Supplied entries:
▼
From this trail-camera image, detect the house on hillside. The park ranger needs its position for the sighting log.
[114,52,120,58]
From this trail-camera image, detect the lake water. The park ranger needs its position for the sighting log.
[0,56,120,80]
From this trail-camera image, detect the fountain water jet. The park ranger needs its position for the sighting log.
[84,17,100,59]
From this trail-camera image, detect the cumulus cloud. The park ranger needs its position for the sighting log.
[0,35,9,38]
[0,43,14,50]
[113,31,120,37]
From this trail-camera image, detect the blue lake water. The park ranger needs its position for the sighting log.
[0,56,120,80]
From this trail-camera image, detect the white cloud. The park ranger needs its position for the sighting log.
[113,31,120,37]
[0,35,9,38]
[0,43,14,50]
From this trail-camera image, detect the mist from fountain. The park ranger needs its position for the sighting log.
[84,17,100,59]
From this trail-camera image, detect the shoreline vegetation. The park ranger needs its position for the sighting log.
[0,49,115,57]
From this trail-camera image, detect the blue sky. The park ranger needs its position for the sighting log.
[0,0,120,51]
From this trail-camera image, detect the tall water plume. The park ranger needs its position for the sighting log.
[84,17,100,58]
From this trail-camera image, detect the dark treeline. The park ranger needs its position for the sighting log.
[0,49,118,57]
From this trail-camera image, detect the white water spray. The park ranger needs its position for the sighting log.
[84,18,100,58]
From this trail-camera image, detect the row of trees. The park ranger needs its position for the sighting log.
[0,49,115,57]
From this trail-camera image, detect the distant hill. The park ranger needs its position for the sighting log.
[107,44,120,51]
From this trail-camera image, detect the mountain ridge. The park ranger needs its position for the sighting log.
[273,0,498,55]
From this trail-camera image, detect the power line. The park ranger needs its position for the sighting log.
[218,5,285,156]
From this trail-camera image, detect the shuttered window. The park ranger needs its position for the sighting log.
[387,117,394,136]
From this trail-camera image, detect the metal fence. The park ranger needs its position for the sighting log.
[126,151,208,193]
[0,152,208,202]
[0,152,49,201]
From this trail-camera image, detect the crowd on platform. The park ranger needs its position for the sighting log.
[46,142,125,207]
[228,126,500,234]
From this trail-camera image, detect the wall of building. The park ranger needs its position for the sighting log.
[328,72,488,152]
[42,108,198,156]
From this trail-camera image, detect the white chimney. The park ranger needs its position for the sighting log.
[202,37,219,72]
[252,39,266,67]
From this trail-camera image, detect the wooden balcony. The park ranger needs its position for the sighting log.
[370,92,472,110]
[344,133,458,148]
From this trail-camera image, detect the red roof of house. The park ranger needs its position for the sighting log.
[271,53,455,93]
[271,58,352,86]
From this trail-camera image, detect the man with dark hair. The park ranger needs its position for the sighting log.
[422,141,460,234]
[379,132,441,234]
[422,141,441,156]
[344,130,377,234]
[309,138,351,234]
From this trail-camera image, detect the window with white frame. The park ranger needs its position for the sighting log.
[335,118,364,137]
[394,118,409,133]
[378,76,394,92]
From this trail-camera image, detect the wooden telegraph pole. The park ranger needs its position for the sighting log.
▲
Written problem: Locate every line in the material above that contains the word "dark" and copy each of those lines out in full.

Answer to the exercise:
From this trail-camera image, detect the dark treeline. The park ranger needs its position for the sighting log.
From this trail-camera image, detect the man with dark hair. The park ranger needs its position for the sighting log.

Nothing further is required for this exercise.